POETRY TEACHING NOTES
This place we call home is much larger than just where we
live. I like to use local history and heritage as a place to begin gathering
information for the poetic process. To develop a sense of place, and from
there, to explore our global connections. Where we live and who we are
profoundly affects our culture and art. We are all immigrants; we've come from
distant shores to sink roots down into the soil called California.
California has always been a multi-cultural state, if not a
state of mind. It began long before California was "discovered" by
the Spanish. No one is sure what the Native American names for California were,
but the Coastonoan Ohlones of the San Francisco Bay region have left us one
small clue. All that remains of an entire culture's mythology and culture is
this fragment, Dancing on the brink of the world.
The multitudes of Native American languages and dialects in
California number into the thousands. According to anthropologists, this
phenomenon could only have happened over a long period of time—say 10,000 years
or more—by infiltration of new groups coming across from the Bering Sea, and by
groups so stable, their common dialects became separate languages over vast
tracks of time. But there are also cultural and linguistic connections between
the Pomos of Sonoma, one of the oldest groups in California and the Mixtec of
Oaxaca, Mexico.
When Hernando Cortés sailed to the Americas in 1535 from
Spain, he was looking for a mythological land of gold. The naming of California
began long before California was "discovered." When Cortés sighted
the lower tip of Baja, he named the "island" California after an
amazon queen Califia, from a novella, The Adventures of Esplandian. Perhaps it
was the fabulous pearls in La Paz that made him think this was mythological
California, or maybe in bitter irony, he named the bleak vast desert
"California" as a joke. But he wasn't so wrong, because in 1849, gold
was discovered. One student wrote: Califia summoned the mountains,/She summoned
the trees, the winds, the streams/And the hills as well... (1)
More and more teachers tell me their students seem to lack
in self-esteem. Could I include something on self-awareness? This becomes my
focal point. I like to start out with an autobiography. "Auto" means
"self," "bio" means "life," and
"graphy" or "graphics" means "picture."
Self-life-picture.

> [Supplied material]
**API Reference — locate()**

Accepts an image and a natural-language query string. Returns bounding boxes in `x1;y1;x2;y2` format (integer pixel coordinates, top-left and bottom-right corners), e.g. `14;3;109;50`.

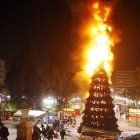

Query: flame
81;1;115;82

> [Task prompt] Extend the poetry teaching notes on California and autobiography, picking up after their final sentence.

> [Output for this exercise]
I ask students to write me a letter about where they were
born, where they've lived, who they were named after, their nationalities, what
languages their families speak, do they have any famous ancestors, any family
stories, traditions, etc. I brainstorm with them. Do they have a secret place?
What do they want to be when they grow up, what do they think they'll be
instead? What places would they like to travel to? Who are they, what do they
dream of?
By the year 2000, the dominant population will be the
so-called "minorities" with the largest group being Latin American,
followed by Asian, and Black populations. This variety of cultures becomes a
fertile ground for the writing of poetry. The students' own family history can
be incorporated into their writing.
Notes: this is a list of ideas, rather than a lesson plan.
(See Nuts & Bolts for more details). I usually meet with a given class one
hour a week for ten sessions. I cover a wide range of poetic ideas and styles,
some of which are included here.
To break the ice, metaphorically speaking, I start poetry
writing classes with bi- or tri-lingual decks of word-cards or phrases. Pick
approximately 600 words and parts of phrases from poems, or have students help
design a deck. I often have them do the translations. My word-cards are in
Spanish, Russian, Chinese as well as English—students are fascinated by
different languages.
Shuffle the deck, pass out five word-cards to each
student. Choose five words from their collection to do a demonstration poem on
the chalk board. Ask for synonyms, homonyms and antonyms for each word and
write them down. Build a poem using words from the clusters—include tense
changes too. Add as many other words as needed.
Include a comparison, a feeling
(without naming it), make sure it's a image (a painting with words). Student
Matt Melodia wrote: A young deer/occasionally came/and ate the rich
apples./They taste like a dream. (2)
Limit the poem to 3-5 words per line. Do revisions, give it
a title. Have students make their own poems. When they've used their five words
(or related words) give them five more, etc. They can add onto the first poem
or start a new one. Lie under a tree/Sadness/Watch it flower. (3)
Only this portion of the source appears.